» **What this task involves**:
Please list every line of the data below that contains the string "provide", copying each such line in full. Case counts.

[Region outline entries]
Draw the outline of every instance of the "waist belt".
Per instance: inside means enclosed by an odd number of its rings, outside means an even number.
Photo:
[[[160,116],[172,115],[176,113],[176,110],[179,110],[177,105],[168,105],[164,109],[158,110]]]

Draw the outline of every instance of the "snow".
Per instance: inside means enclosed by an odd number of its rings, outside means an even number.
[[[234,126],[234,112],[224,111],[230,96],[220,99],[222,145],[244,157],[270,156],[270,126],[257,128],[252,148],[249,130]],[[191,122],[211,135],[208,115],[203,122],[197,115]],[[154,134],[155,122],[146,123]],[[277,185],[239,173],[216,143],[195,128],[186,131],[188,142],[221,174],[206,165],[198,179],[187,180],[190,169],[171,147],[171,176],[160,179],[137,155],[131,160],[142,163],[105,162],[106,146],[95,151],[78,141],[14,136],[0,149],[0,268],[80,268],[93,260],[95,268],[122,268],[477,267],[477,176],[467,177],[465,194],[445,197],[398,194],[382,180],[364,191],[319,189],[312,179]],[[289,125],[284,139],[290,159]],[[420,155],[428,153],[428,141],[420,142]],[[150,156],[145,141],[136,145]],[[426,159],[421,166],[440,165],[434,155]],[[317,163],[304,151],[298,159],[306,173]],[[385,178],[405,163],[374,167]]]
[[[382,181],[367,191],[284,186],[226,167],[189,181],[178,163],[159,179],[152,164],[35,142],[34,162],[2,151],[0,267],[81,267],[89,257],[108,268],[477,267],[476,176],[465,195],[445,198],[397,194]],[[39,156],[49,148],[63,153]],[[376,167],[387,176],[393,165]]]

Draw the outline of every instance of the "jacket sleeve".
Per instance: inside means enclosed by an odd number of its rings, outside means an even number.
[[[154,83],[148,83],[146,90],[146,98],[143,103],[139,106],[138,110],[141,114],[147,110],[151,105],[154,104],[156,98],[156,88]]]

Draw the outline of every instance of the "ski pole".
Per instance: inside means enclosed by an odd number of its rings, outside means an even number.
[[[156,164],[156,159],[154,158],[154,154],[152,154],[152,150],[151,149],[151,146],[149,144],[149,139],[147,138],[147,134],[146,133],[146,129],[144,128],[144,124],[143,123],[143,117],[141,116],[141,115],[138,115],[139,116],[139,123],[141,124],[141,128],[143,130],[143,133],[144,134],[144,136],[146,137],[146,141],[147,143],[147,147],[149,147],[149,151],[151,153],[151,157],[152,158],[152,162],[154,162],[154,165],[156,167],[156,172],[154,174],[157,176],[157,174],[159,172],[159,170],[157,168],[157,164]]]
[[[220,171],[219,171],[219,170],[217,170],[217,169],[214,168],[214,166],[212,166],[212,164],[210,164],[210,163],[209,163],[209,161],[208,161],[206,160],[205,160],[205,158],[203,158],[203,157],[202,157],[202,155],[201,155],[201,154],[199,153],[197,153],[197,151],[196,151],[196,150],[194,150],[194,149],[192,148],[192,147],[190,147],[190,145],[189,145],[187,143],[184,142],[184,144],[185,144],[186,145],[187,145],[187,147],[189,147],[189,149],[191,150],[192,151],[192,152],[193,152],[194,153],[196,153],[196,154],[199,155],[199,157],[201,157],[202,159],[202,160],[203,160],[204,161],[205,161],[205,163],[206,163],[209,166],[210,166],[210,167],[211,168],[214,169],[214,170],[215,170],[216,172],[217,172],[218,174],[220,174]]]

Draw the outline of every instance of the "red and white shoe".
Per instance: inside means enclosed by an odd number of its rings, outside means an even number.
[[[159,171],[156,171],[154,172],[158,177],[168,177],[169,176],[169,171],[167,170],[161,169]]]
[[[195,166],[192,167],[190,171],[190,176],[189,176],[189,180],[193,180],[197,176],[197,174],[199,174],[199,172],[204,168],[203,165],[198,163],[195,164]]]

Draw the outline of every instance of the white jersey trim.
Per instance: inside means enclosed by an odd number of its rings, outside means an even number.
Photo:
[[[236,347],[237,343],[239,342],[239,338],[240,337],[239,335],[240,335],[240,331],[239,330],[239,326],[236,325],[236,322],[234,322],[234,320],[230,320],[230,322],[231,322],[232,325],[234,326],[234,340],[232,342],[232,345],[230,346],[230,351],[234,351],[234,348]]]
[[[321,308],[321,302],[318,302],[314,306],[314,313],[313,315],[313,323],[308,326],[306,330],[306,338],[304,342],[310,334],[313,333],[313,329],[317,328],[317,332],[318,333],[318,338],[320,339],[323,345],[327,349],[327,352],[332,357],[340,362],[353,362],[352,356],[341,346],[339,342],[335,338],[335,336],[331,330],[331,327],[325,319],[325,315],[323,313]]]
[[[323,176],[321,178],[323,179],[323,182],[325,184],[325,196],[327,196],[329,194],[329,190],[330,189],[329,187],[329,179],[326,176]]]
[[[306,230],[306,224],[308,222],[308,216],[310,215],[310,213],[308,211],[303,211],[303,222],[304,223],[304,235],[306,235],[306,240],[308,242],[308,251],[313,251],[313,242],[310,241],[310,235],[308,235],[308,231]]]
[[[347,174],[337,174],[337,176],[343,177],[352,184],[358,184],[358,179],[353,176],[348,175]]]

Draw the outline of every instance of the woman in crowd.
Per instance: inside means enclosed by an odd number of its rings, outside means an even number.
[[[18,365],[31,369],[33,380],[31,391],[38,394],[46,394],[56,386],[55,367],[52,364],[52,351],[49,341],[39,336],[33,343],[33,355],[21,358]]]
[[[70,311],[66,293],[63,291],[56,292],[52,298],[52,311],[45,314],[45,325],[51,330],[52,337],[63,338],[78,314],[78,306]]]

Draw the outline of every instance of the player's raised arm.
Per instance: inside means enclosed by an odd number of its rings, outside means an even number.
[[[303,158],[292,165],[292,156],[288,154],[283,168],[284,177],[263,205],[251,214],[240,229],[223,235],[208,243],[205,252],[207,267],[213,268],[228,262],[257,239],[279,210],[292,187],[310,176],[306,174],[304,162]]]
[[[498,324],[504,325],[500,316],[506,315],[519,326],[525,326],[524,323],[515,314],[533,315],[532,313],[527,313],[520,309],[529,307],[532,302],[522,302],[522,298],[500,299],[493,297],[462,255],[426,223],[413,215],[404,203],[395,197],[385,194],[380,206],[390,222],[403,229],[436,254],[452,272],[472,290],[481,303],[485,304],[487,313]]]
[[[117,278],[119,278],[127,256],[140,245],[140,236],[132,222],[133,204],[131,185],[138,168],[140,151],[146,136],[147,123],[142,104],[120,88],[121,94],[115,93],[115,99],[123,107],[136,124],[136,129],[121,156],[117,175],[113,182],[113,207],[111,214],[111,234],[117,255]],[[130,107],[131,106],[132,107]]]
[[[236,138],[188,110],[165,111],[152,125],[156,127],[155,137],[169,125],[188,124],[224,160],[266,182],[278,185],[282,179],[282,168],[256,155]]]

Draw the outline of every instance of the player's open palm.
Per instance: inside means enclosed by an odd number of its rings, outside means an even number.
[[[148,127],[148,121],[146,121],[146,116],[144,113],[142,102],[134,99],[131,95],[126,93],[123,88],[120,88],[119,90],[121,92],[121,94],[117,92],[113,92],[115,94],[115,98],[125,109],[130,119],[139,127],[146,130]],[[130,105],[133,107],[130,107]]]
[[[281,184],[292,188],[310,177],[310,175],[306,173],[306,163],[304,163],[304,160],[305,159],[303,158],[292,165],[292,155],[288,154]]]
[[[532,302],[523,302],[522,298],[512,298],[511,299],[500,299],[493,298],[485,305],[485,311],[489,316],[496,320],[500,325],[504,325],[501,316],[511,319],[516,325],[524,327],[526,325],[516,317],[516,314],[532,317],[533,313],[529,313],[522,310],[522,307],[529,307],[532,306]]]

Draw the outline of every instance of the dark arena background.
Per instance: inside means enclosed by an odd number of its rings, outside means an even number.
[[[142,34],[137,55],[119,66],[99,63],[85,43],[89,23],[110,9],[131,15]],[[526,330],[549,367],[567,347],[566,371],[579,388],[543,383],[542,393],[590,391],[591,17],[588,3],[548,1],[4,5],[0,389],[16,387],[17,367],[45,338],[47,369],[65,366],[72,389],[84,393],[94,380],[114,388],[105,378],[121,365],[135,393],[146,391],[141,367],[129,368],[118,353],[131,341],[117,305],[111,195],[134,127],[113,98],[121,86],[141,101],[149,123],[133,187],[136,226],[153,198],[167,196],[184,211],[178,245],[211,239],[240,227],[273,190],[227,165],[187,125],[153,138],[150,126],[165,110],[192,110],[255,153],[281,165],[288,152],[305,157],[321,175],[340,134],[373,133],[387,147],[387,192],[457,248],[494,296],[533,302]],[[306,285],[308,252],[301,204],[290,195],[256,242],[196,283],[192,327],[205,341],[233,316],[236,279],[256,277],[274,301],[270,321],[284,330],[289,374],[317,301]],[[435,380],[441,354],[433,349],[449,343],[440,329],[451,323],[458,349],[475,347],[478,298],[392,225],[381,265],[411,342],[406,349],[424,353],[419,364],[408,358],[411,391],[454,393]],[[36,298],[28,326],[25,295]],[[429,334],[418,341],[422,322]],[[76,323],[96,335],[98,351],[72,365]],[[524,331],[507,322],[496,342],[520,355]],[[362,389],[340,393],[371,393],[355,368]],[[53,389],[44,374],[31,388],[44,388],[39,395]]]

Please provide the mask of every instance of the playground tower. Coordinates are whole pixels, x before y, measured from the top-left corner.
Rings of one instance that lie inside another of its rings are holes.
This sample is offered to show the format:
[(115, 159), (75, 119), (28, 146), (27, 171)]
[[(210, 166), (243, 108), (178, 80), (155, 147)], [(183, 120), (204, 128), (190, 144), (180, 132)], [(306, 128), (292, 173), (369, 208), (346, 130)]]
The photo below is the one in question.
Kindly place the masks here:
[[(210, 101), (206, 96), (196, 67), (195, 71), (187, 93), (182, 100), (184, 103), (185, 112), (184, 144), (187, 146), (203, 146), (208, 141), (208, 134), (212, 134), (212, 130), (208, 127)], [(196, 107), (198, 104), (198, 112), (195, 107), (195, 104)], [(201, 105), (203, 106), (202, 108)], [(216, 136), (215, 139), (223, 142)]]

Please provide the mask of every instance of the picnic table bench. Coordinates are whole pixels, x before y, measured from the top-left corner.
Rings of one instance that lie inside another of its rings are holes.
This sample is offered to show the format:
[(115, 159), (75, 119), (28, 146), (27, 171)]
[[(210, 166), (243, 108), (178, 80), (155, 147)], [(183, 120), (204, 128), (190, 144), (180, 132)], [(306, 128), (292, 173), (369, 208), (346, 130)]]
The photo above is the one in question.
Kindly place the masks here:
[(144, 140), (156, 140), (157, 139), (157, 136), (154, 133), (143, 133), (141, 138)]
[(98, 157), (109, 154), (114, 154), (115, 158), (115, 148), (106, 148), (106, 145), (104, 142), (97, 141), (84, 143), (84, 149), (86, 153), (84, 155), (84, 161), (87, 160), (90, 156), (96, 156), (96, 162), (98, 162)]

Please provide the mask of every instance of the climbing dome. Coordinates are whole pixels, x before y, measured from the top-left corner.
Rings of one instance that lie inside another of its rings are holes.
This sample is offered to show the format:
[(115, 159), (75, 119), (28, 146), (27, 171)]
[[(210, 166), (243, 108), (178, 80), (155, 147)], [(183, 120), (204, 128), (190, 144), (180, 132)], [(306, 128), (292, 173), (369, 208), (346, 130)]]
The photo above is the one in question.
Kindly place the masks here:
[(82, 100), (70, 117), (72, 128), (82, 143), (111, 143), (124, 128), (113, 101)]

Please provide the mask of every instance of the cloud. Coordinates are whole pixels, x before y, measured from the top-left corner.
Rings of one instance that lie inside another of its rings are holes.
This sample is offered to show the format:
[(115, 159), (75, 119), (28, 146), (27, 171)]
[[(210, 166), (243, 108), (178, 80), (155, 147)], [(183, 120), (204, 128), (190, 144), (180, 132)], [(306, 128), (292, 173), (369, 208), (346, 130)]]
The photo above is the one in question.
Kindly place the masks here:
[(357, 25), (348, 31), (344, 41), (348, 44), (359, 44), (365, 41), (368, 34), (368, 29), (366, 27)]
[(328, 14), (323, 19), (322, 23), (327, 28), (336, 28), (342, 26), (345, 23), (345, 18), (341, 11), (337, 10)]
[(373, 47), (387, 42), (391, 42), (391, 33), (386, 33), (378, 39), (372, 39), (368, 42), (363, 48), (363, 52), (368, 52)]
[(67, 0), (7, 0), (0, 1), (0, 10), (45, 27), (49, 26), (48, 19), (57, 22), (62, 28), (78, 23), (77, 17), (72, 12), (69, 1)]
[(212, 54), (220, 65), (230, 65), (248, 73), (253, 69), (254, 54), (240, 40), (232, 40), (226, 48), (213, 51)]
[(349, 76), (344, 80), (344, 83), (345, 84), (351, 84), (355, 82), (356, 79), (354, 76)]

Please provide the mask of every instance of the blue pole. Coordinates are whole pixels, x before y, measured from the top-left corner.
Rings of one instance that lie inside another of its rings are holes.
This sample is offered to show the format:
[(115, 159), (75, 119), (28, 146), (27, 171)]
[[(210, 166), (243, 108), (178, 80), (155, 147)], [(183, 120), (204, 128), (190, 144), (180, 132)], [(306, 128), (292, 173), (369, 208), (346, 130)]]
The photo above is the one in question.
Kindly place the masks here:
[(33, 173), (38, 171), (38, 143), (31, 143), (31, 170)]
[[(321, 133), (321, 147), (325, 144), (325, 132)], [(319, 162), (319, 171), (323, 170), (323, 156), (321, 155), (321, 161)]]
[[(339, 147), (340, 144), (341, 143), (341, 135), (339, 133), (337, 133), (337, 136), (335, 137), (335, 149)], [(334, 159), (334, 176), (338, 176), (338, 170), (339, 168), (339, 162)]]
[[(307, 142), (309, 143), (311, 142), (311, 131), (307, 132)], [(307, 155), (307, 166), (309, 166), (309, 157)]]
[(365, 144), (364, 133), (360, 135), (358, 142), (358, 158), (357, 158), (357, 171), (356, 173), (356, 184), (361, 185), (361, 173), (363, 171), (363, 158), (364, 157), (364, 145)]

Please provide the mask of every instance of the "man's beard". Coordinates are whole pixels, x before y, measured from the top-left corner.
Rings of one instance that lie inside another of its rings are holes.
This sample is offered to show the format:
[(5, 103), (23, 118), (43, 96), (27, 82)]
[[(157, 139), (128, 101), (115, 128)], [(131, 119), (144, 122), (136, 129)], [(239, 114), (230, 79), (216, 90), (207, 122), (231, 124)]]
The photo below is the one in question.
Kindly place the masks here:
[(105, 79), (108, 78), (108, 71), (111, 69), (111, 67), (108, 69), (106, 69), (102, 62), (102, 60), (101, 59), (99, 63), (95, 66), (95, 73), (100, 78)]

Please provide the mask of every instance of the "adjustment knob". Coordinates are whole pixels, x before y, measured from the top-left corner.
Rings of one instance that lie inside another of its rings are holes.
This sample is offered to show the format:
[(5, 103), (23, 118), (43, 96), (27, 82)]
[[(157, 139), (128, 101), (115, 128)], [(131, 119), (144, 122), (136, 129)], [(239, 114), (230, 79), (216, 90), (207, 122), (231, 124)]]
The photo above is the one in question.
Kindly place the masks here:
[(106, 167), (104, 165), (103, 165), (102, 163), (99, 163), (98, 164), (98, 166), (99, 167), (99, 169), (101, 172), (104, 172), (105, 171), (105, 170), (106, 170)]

» **Reply to the exercise**:
Please provide the mask of every instance of the playground tower. Coordinates are whole pixels, x before y, measured from the top-left corner.
Please provide the mask of every instance of the picnic table bench. Coordinates are whole pixels, x before y, measured from the top-left corner.
Please provide the mask of every instance of the climbing dome. Coordinates are whole pixels, x before y, measured from the top-left corner.
Please provide the mask of every instance of the cloud. Coordinates are whole pixels, x before y, measured from the top-left corner.
Please provide the mask of every instance of the blue pole. Coordinates are whole pixels, x before y, measured from the top-left corner.
Please provide the mask of every instance of the "man's beard". Coordinates are whole pixels, x before y, measured from the top-left corner.
Please provide the mask of every instance of the "adjustment knob". Coordinates are whole pixels, x before y, measured from the top-left corner.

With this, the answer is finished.